--- RECORDS SUPPLIED ---

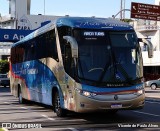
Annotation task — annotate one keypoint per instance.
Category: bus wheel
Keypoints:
(20, 98)
(153, 86)
(57, 107)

---

INSTRUCTIONS FOR THE TASK>
Set down the entries above again exactly, minus any image.

ANSWER BELOW>
Annotation task — annotate one keypoint per instance.
Category: bus wheel
Keypoints:
(20, 98)
(153, 86)
(57, 107)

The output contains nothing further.